» TASK INPUT:
┄┄┄┄┄┄┄┄┄┄┄┄┄┄┄┄┄┄┄┄
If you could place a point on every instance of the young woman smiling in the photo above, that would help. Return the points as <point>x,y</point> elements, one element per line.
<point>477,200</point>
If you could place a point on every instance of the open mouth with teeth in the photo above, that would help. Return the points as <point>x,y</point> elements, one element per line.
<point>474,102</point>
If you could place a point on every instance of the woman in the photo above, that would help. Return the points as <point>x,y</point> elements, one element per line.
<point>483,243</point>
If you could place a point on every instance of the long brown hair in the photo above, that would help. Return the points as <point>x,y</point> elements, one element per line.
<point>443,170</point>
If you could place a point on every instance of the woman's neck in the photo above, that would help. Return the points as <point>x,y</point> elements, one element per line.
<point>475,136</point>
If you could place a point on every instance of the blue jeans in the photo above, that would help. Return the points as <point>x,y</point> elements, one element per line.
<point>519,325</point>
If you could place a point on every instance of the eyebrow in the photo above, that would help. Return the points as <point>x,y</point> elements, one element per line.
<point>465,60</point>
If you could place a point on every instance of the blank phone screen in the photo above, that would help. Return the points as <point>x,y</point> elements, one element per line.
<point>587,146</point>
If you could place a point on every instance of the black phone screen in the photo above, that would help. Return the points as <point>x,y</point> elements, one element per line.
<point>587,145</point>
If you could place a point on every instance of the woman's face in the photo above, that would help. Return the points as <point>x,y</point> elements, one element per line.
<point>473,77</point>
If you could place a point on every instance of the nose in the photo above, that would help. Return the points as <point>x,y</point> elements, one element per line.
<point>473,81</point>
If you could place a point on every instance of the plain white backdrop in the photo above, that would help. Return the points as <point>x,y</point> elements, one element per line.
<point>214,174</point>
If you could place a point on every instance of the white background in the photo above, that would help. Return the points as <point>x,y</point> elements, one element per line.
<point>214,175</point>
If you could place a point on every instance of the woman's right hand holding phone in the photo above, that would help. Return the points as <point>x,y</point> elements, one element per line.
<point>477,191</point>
┄┄┄┄┄┄┄┄┄┄┄┄┄┄┄┄┄┄┄┄
Return every one of the lines above word for word, changing nothing.

» RESULT FOR THIS EXERCISE:
If you could place a point on every instance of the young woman smiling in the photo above, that would help. Return the points as <point>x,y</point> elements, one element per line.
<point>477,200</point>
If you could place a point on every instance of the open mouth with teeth in the photo above, that would help. Return the points as <point>x,y</point> elements, one element per line.
<point>474,102</point>
If you could place a point on every instance of the woman in the photo above, that would help. Return the points as <point>x,y</point> elements, one element per line.
<point>483,243</point>
If you could place a point on every instance of the long brown hair in the photo above, that would help. Return the points as <point>x,y</point> elements, one element per line.
<point>443,170</point>
If you could place a point on every instance of the woman's neck in the photo above, that would help. Return the points as <point>x,y</point> elements, one element per line.
<point>475,136</point>
If you could place a point on every instance of the blue jeans in the photo above, that would help. Return the points as <point>x,y</point> elements, one element per line.
<point>519,325</point>
If you could place a point on every instance of the eyebrow in the photo above, that would help. Return the points as <point>x,y</point> elements, one element per line.
<point>465,60</point>
If you could place a point on every instance of the blank phone screen in the photo above, that would help. Return the points as <point>x,y</point> elements, one element per line.
<point>587,146</point>
If you could place a point on every instance of the black phone screen in the photo above, that would help. Return the points as <point>x,y</point> elements, one element per line.
<point>587,145</point>
If you could place a point on every instance of the woman's face in the photo above, that would help. Return the points as <point>x,y</point> elements, one element per line.
<point>473,77</point>
If you could place a point on every instance of the nose in the photo above, that would help. Return the points as <point>x,y</point> elements, one element per line.
<point>473,81</point>
If you could place a point on every instance of the plain white backdrop in the photo above, that would help. Return the points as <point>x,y</point> elements, one element per line.
<point>214,174</point>
If you could place a point on every instance of the white background in the photo above, that would help. Return the points as <point>x,y</point> elements, one element per line.
<point>214,175</point>
If you could place a point on every instance of the woman's right hand holding phone in the photo above, that would help. Return the points as <point>x,y</point> elements, one element per line.
<point>477,191</point>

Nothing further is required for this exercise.